Exercise text Block Start
So, this next bit isn’t actually drawn from personal experience, but is more of a hypothetical situation informed by the great amount of thought I have given to flatulence. Suppose your wife or girlfriend has a stomach bug or ate too much of the wrong thing or whatever, and is on a farting tear, and decides that the frequency of her flatulence is beginning to erode her dignity. So she approaches you in a conciliatory mode and is trying to make a generalized apology/explanation, to try to save face. Of course you want her to dismiss the thought and stop worrying about it (if for no other reason than your vested interest in your mate feeling sexy).
Here’s what to do. Have in mind a very celebrated beauty, whose very name summons notions of loveliness and elegance. (You should probably not choose a contemporary beauty, lest your wife worry that you sit around dreaming of starlets.) Now peer into your significant other’s eyes and say, “Look, everybody farts, and worse. No less a beauty than Grace Kelly had to wipe her own ass. She had to spot-check between wipes to determine when she was done. I don’t know whether she was a TP folder or a wadder, but I guarantee she was one of the two.” This should help.
My family took a ski trip recently. We stayed at a lodge where all the meals are included. The chef’s special pork chili was really, really good. I ate like four bowls, not counting what I inherited from my daughters. The next day I had what I’m pretty sure was the worst chronic flatulence of my life (which, as my cycling buddies will tell you, is really saying something).
After a day of skiing my kids abandoned their equipment and headed off toward the lodge, leaving me to trail behind schlepping three pairs of skis and poles. So I was stumbling awkwardly along and dropped one of the poles. I was on a hill and the snow was icy, so the pole slid a ways. I figured hey, I’ll just take this opportunity to stop for awhile and pass some more gas. These were all silent, but they were the really hot kind, and the smell was just absolutely putrid, as though an old man, smeared from head to toe with your dad’s stinky ointment, had died while cradling a giant wheel of foreign cheese, and then man and cheese rotted away for two weeks together before being discovered.
Exercise text Block End
__Tasks__:
[1] Copy the stretch of the flatulence text from "My family took" through "really saying something)." verbatim.
[2] Continue the flatulence text from its final sentence onward.
Records provided Block Start
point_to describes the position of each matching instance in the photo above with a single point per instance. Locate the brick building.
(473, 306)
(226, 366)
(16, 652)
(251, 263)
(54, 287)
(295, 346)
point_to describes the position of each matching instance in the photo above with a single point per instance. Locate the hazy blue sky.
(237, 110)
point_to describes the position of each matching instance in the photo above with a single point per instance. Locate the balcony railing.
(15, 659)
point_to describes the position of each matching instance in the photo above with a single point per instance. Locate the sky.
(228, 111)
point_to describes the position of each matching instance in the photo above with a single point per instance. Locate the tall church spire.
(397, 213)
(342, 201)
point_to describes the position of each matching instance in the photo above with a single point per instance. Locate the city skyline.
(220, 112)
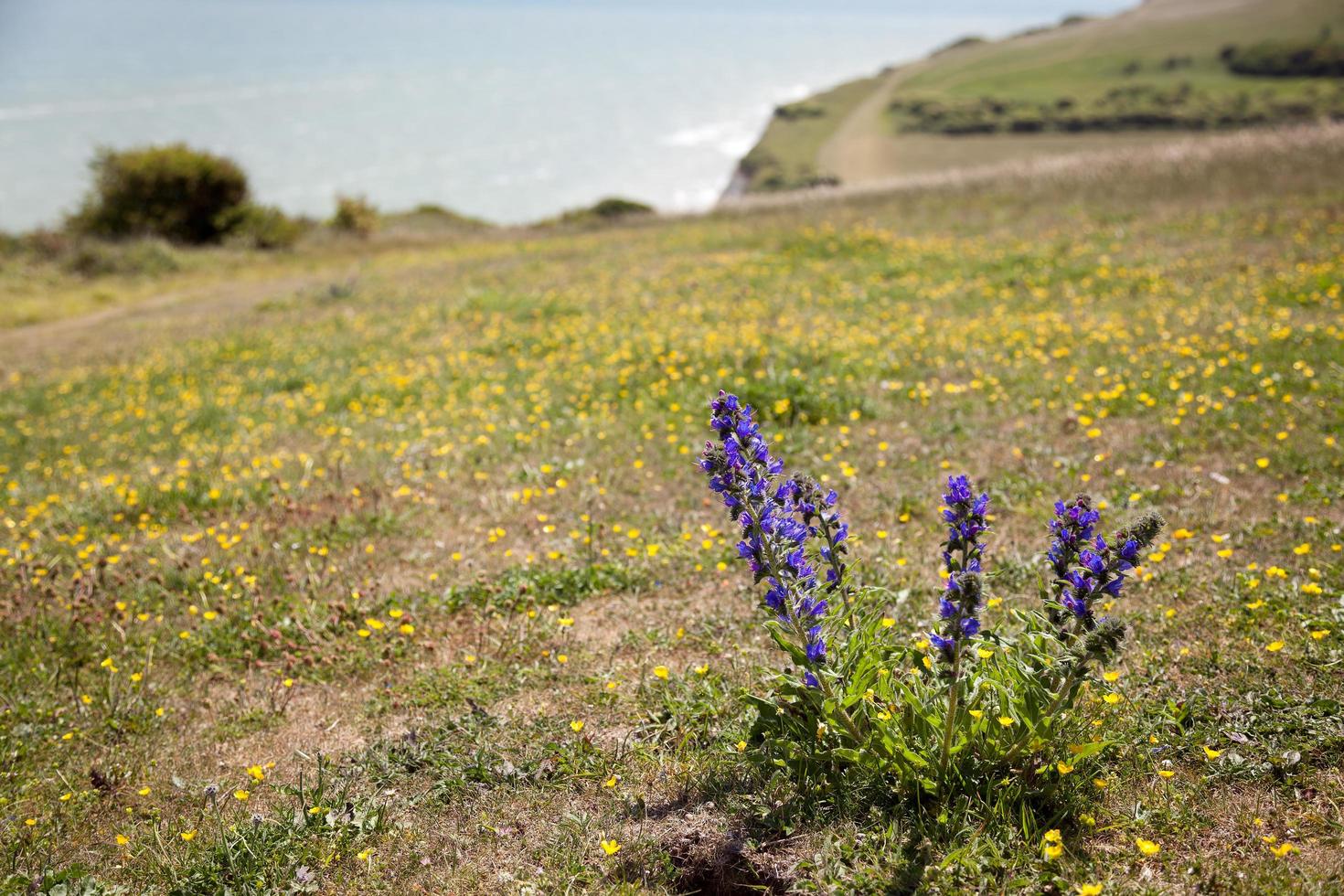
Records provided Block End
__Expected outputs__:
[1]
My family took a ski trip recently. We stayed at a lodge where all the meals are included. The chef’s special pork chili was really, really good. I ate like four bowls, not counting what I inherited from my daughters. The next day I had what I’m pretty sure was the worst chronic flatulence of my life (which, as my cycling buddies will tell you, is really saying something).

[2]
So I was standing there waiting for the smell to dissipate when from out of nowhere came this very chipper young woman, reminding me a lot of Suzy Chapstick (aka Suzy Chaffee, the ‘70s version of Lindsey Vonn). “I’ll get it!” she chirped, and helpfully retrieved my fallen pole. I felt so bad for her … I mean, here she was, just trying to be nice, and then she enters this horrible toxic cloud. Needless to say, her attitude changed fast when the smell hit her. Once I had my pole back, she was off like a shot. I’m surprised she didn’t just drop it at my feet.
What happens in the restroom, stays in the restroom. It seems like the most discreet place to go when you need to do a lot of farting in a public venue. So on the way back from our ski vacation, at a Mexican restaurant in Auburn, I headed in there to do some serious offgassing after an hour in the car. I took my time, trying to get it all out, and there was some jerk who kept knocking loudly and vigorously trying the doorknob. I kept having to call out “Just a minute!” and “Occupied!” This went on and on and I couldn’t believe the audacity of this guy. So when I finally left, I was planning to give him some serious stink-eye, but then I flashed on the legacy I had left in there, and knew this wasn’t even necessary. Who needs stink-eye when I’d given him stink?